#### To do:
1: Using the article on poetry in Nicaragua below, decide whether each statement agrees with it. Answer yes or no for each, and quote the article's deciding words exactly.
(a) About one-third of Nicaragua's people cannot read.
(b) Yolanda Blanco gave her comments in person in Managua.
(c) The article calls Nicaragua the poorest nation in the Americas.
2: Pick up the article on poetry in Nicaragua below at the point where it stops, and keep writing it.

#### Excerpted passage:
A Nation Tempered by Poetry

 

Los Angeles Times, July 26, 1999


Nicaraguans, hardened by a history of invasions, brutal dictatorships and natural disasters, turn to poets for healing and guidance. They are the country's heroes.


By JUANITA DARLING, Los Angeles Times Staff Writer

 

MANAGUA, Nicaragua--Poetry arguably is all that still unites Nicaragua after 20 years of revolution, counterrevolution and corruption. "Nicaragua needs a lot of healing, and through its best product, poetry, it can be healed," contemporary Nicaraguan poet Yolanda Blanco said by telephone from her New York City home. "Great poets are like teachers--they are listened to in Nicaragua."


Why do poets and poetry have such an important voice in the second-poorest nation in the Americas, a country where nearly one-third of its 4 million people are unable to read, and where all are marked by their history of invasions, brutal dictatorships and natural disasters?

#### Given material:
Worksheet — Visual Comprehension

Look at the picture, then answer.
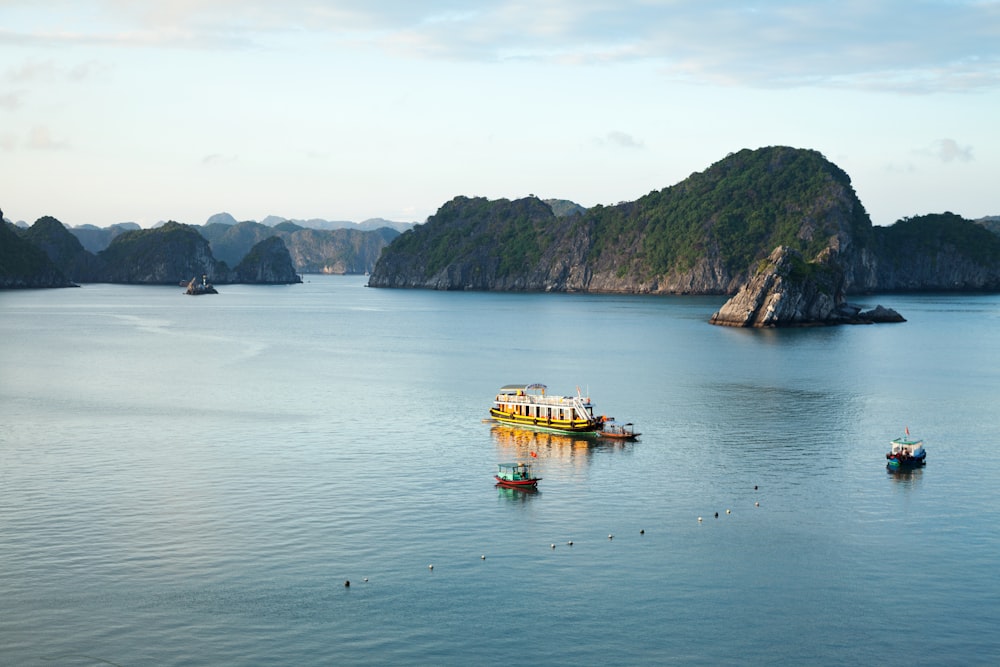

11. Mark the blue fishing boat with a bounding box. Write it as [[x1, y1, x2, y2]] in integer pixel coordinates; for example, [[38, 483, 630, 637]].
[[885, 427, 927, 470]]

#### Outputs in order:
1:
(a) Yes: "nearly one-third of its 4 million people are unable to read"
(b) No: "said by telephone from her New York City home"
(c) No: "the second-poorest nation in the Americas"

2:
Blanco's hope is that poetry can help Nicaraguans find a way from a violent past to a peaceful future. This fall, she will release "Nonantzin," or "Beloved," a collection of verse by well-known Nicaraguan writers of different political stripes, which she has set to music.


"Today's Nicaragua wants to purge itself of the 1980s," Blanco said. "The poetical-musical anthology I offer is a little song to give a good birth to a new people, a people who deserve a better fate."


She chose poems by Cuadra, who was exiled by the Sandinistas, and by two prominent Sandinistas, Cardenal and the late Urtecho. She said politics weren't a consideration in her selection.


"They are poems looking for a guitar," she said. "I want this to be a balm for wounds, a way to say, 'Listen, follow your poets; there is wisdom in their words.' "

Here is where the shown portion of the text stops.